◆ Texte de la page
L'édito de Pascal Boniface

« Comment faire tomber un dictateur quand on est seul, tout petit, et sans armes » – 3 questions à Srdja Popovic

Édito
18 novembre 2015
Le point de vue de Pascal Boniface
Srdja Popovic est le fondateur du mouvement Otpor qui est à l’origine de la chute de Milosevic en 2000. Il dirige le Center for applied non violent action and strategies et enseigne l’activisme politique non violent à la New York University. Il répond à mes questions à l’occasion de la parution de son ouvrage aux éditions Payot : « Comment faire tomber un dictateur quand on est seul, tout petit, et sans armes », manifeste et guide de l’action non violente, de surcroît bourré d’humour.

Vous plaidez pour des actions non-violentes, de nombreux exemples de success story à l’appui. Mais n’ont-elles pas en commun d’avoir été exercées contre des gouvernements tenant compte, jusqu’à un certain point, de l’avis de leurs opinions publiques ?
Cela peut être une façon de voir, si on prend comme exemple Gandhi face à l’occupation britannique ou la lutte de Martin Luther King pour les droits de l’homme aux États-Unis. Néanmoins, l’histoire des mouvements non-violents nous enseigne que les luttes pacifiques peuvent aboutir, même lorsque les mouvements d’opposition, le gouvernement ou les groupes extrémistes se moquent de leur « image publique ».
C’est le travail méticuleux du mouvement LGBT, à San Francisco et ailleurs, qui a rendu leur combat visible, populaire, important et a permis de l’intégrer au dialogue national. Ce sont également les activistes sud-africains qui ont fait de l’apartheid un sujet populaire auprès de personnalités internationales influentes, y compris des stars du rock et des célébrités, et ont permis d’accroitre les pressions internationales contre les politiques néfastes de l’Afrique du Sud. En d’autres termes, obtenir le soutien des médias ou de la communauté internationale est une des stratégies payantes mise en place par les mouvements non-violents ; il ne faut peut-être pas la considérer comme une « condition nécessaire pour la victoire » dans un pays X, mais plutôt comme « un moyen stratégique d’orienter l’engagement de ces acteurs » par des mouvements non violents.

Que conseillerez-vous pour combattre le terrorisme ?
Une des questions majeures posée au monde actuel, secoué par des vagues de terrorisme, est comment combattre des acteurs non étatiques, comme l’EIIL, par des actions de lutte non-violente ? Cela peut paraitre stupide mais, en réalité, le potentiel des actions pacifiques face au terrorisme est inexploré. A côté de nos tanks et avions de combat, on devrait se demander en premier lieu : « Pourquoi ces groupes sont-ils capables de naitre, croître et multiplier les attaques ? »
Voici un raisonnement en trois points pour la mise en place de « champs de bataille pacifiques » contre les extrémistes.

◆ Données fournies

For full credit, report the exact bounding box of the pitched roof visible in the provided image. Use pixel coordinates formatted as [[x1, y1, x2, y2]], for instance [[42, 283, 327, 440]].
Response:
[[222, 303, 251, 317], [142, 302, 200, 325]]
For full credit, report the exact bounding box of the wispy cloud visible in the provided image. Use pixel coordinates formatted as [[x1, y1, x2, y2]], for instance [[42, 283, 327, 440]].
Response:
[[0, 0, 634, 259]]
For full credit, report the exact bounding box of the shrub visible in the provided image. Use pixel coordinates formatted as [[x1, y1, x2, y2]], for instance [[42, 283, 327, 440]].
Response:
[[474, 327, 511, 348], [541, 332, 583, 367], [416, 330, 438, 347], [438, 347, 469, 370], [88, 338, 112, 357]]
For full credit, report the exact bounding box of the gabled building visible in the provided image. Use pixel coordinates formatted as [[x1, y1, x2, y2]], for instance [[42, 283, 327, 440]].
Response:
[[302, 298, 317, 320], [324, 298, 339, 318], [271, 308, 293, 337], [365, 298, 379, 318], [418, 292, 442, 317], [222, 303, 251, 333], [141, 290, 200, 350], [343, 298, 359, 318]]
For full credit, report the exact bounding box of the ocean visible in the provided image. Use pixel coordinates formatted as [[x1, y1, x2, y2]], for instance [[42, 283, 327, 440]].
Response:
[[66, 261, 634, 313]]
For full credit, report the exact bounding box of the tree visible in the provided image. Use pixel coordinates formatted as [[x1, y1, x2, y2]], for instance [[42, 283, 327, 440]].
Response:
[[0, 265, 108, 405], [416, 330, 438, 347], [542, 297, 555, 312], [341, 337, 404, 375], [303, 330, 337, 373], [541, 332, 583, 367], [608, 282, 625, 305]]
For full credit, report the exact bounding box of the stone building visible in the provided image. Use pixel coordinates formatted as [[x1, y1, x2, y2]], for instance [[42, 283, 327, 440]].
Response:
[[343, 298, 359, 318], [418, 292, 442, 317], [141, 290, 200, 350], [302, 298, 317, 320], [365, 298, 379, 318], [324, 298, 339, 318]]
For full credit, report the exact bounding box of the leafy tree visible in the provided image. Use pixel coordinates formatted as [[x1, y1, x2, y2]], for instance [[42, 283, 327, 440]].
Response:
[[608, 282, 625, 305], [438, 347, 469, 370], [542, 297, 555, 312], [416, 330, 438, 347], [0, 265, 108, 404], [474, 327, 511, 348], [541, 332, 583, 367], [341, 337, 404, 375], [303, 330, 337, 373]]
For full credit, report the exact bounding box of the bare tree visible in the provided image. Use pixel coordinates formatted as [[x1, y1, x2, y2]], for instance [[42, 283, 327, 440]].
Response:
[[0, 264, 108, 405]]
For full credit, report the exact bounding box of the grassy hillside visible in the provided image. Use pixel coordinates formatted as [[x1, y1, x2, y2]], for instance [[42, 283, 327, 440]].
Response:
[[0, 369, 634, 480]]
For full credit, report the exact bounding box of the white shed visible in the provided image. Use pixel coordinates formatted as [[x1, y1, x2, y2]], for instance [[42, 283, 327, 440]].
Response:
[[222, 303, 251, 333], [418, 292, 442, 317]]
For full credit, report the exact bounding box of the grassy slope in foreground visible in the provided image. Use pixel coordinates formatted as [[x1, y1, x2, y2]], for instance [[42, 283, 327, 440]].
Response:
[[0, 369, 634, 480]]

◆ Consignes
a) D'après l'entretien avec Srdja Popovic, dans quelle université enseigne-t-il l'activisme politique non violent ?
b) Poursuivez, s'il vous plaît, l'entretien avec Srdja Popovic à la suite de sa dernière phrase.

◆ Réponses dans l'ordre
a) À la New York University.

b)
– Il faut d’abord combattre le discours de propagande, qui semble être très attractif pour les jeunes et les personnes désillusionnés à travers le monde, facilement séduits et soumis à un lavage de cerveaux. Plusieurs grands auteurs ont avancé des idées en ce sens, comme Suleiman Bakhit qui combat le discours en inventant des héros (et héroïnes) positifs de bande dessinées pour les jeunes du monde arabe. Ce type d’actions s’étend également à l’espace virtuel, qui combat la propagande extrémiste sur les réseaux sociaux (où l’EIIL a, selon certaines informations, une « armée » de 14000 comptes Twitter).
– Ensuite, dans notre arsenal pacifique, se trouve également l’humour et la raillerie. Beaucoup de groupes syriens et kurdes ont mobilisé, avec succès, des milliers de personnes, à travers des vidéos satiriques, qui semblent heurter les discours extrémistes plus que les « déclarations de guerre » d’États à travers le monde .
– Enfin, utiliser la méthode développée dans mon petit ouvrage et penser à la manière de défier les extrémistes sur le terrain de l’autorité, des ressources humaines et matérielles, etc. C’est le chaos économique et social de la république allemande de Weimar qui a nourri l’extrémisme hitlérien, et l’absence d’État de droit et de services de base dans des « États faillis », comme la Syrie ou la Libye, où leur message revenant à dire « nous somme l’ordre », résonne bien. Soutenir ces pays, à travers la transition, peut être une bonne façon d’empêcher ces groupes de gagner du terrain dans le futur.

L’humour est-il la meilleure arme contre la dictature ?
L’humour est l’un des outils formidables de la « boîte à outil » de l’activiste contre le pouvoir. De la « laughing barrel » serbe, où l’on voit le visage du président Milosevic arrêté par la police en 2000, à la fantastique « révolte des jouets » contre les fraudes électorales de l’élection de Poutine à Barnaoul en 2012, ou encore quand la police d’État est obligée de bannir officiellement des protestations humoristiques ou le « laughtivism », montre au moins, en trois points, le potentiel énorme de combattre l’autoritarisme de cette manière.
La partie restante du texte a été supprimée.